══ TEXT SHOWN
Helle Ulrich

Function of ubiquitin and SUMO in the maintenance of genome stability

The main focus of our lab is to understand how a cell manages to replicate its genome in the presence of DNA-damaging agents. Unlike DNA repair systems that process lesions in double-stranded DNA, damage tolerance mechanisms operate on single-stranded DNA and enable the replication machinery to bypass sites of damage without actually removing the lesion. Although they contribute significantly to survival, the activity of damage bypass needs to be carefully controlled, as the process of replication past a lesion is often inherently inaccurate and may lead to unwanted, damage-induced mutations in the genome.

Our lab is studying the mechanisms and the regulation of DNA damage tolerance using a combination of genetics, molecular biology and biochemistry. We use primarily budding yeast as a genetically tractable model organism, but we have also initiated biochemically oriented projects using the Xenopus laevis egg extract system.

Central to the coordination of DNA replication with lesion bypass and repair is PCNA, the processivity clamp of replicative DNA polymerases and interaction platform for a wide range of other DNA-processing enzymes. The range of PCNA signaling is considerably diversified through posttranslational modifications of the clamp by ubiquitin and the ubiquitin-like modifier SUMO. Previous work by our lab ^1-5 and others has established that the monoubiquitylation of PCNA activates damage-tolerant polymerases, specialised enzymes that can accommodate damaged templates in their active sites and thus contribute to the mutagenic bypass of lesions.

In contrast, polyubiquitylation allows lesion bypass in an alternative, error-free manner that is mechanistically not well understood. Finally, we found that SUMO modification of PCNA acts as a safeguard mechanism during S phase and prevents unscheduled recombination events at the replication fork. Thus, both ubiquitin and SUMO affect not only the efficiency, but also to the accuracy of replication.

A range of projects addressing the function of ubiquitin and SUMO in the maintenance of genome stability is available to prospective PhD students. In a biochemical approach, the student would investigate the interactions of the relevant ubiquitin and SUMO conjugation enzymes with the components of the replication machinery and with DNA, with the aim of reconstituting the DNA damage bypass reaction in vitro. This approach is expected to give insight into how the relevant modifying enzymes are recruited to stalled replication forks and how the various different modifications of PCNA - monoubiquitination, polyubiquitination and SUMOylation - are coordinated and controlled.
════
══ DATA TO EXAMINE
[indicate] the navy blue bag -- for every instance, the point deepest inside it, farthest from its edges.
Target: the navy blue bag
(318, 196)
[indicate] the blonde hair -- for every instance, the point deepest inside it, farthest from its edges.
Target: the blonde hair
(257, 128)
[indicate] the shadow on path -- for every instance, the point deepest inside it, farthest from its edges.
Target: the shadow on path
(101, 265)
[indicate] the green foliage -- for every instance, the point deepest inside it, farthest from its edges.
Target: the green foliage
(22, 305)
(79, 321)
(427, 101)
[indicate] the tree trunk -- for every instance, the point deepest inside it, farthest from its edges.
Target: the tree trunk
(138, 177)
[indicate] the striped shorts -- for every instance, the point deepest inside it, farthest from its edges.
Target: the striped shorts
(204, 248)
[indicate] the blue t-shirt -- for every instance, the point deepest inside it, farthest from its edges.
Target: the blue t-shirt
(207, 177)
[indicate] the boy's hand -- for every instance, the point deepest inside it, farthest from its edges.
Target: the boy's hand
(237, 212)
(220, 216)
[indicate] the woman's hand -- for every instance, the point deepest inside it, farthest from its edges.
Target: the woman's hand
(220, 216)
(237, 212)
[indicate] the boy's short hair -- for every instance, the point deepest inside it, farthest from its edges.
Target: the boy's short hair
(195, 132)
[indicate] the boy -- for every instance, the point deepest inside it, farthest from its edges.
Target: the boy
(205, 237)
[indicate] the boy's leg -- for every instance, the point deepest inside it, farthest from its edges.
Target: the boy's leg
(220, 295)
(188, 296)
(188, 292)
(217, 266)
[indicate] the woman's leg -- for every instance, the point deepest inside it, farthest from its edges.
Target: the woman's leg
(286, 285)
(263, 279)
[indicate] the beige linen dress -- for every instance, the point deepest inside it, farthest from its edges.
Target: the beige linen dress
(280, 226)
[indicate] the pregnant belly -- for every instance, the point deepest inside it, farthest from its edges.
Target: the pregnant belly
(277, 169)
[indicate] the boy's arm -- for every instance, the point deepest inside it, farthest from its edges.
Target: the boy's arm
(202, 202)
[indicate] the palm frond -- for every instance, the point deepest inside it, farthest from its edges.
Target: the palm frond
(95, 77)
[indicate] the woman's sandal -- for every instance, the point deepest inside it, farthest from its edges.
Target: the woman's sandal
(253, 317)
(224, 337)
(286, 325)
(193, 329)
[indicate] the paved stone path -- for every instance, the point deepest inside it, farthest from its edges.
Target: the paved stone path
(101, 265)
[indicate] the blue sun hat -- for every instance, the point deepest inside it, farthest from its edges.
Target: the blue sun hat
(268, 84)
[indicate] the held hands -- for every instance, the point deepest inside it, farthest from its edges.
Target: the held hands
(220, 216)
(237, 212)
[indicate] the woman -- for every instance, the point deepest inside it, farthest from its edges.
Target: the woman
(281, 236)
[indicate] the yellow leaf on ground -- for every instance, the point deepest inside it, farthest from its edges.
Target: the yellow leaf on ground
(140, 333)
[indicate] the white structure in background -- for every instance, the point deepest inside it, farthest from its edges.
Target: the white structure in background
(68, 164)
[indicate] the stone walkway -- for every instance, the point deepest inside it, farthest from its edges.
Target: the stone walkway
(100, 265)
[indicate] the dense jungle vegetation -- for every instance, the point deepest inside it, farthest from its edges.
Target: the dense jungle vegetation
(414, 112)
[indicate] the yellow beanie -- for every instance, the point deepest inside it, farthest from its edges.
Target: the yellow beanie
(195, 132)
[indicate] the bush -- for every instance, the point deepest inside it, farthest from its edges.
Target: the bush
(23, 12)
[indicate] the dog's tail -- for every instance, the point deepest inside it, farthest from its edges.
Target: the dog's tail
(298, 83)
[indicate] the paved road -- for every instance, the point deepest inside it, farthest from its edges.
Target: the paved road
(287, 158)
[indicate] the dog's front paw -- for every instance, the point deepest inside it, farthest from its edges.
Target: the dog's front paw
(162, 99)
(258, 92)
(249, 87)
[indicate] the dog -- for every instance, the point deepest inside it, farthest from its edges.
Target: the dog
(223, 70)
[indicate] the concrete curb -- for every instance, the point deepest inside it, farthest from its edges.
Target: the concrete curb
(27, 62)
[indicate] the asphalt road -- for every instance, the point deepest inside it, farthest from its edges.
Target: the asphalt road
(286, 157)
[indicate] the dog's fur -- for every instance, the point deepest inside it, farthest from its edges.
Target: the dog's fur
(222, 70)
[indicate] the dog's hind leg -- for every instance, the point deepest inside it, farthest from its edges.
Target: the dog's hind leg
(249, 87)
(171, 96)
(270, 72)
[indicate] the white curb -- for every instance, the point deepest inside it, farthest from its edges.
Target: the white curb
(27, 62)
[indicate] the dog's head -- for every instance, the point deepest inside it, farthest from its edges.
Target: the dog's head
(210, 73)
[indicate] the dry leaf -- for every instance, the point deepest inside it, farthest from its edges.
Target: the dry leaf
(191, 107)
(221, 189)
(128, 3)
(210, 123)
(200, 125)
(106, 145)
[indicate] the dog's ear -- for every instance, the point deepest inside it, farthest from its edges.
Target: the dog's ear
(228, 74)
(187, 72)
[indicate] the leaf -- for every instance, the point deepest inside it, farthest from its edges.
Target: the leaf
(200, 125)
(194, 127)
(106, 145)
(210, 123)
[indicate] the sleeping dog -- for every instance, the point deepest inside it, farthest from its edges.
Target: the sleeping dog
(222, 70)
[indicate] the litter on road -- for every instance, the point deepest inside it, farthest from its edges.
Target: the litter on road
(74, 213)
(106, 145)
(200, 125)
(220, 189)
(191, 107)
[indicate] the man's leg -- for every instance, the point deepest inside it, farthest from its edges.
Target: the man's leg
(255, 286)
════
══ DATA TO EXAMINE
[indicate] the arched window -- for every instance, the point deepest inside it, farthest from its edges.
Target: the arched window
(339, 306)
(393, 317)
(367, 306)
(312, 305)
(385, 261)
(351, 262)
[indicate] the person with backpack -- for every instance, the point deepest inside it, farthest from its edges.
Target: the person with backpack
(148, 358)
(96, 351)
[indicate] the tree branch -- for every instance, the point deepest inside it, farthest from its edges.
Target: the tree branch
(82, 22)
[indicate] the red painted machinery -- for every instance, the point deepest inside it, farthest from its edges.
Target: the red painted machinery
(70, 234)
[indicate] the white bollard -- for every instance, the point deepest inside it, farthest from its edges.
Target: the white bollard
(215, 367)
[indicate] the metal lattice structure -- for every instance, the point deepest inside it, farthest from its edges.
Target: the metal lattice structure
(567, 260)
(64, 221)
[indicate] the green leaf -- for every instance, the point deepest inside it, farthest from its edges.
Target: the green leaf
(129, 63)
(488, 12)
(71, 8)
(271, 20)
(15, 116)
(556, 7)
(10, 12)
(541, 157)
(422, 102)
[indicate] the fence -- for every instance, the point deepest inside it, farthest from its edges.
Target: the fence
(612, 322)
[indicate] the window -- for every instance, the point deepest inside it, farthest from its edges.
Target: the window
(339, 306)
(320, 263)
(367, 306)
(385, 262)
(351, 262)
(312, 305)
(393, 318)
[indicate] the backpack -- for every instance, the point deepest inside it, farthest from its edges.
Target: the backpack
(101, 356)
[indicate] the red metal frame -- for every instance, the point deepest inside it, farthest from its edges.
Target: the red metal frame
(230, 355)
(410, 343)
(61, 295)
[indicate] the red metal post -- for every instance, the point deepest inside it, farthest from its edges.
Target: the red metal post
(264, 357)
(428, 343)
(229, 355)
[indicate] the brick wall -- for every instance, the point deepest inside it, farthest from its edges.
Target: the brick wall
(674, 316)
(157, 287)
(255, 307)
════
### TASK REQUIREMENTS
A. According to the ubiquitin and SUMO research description, what does SUMO modification of PCNA prevent during S phase?
B. Please carry the ubiquitin and SUMO research description forward, beginning after its last sentence.

### TASK-BY-TASK ANSWERS
A. It prevents unscheduled recombination events at the replication fork.

B.
As an alternative project, the relevance of ubiquitin and SUMO for DNA damage tolerance could be addressed in vivo, using technology such as chromatin immunoprecipitation and DNA fiber analysis for determining the association of relevant proteins with DNA and measuring the consequences of replication stress or DNA damage on replication fork movement.

Finally, our lab has identified a number of new SUMO and ubiquitin targets and/or effector proteins relevant to DNA replication, repair and chromosome segregation in yeast and Xenopus laevis, which provide a variety of new project options for investigating how the two posttranslational protein modifications contribute to genome maintenance.

References

1. Stelter P and Ulrich HD. Control of spontaneous and damage-induced mutagenesis by SUMO and ubiquitin conjugation. Nature 2003; 425: 188-191.
2. Ulrich HD. Trends Cell Biol 2005; 15: 525-532.
3. Papouli E, Chen S, Davies AA, Huttner D, Krejci L, Sung P and Ulrich HD. Mutual interactions between the SUMO and ubiquitin systems: a plea of no contest. Mol Cell 2005; 19: 123-133.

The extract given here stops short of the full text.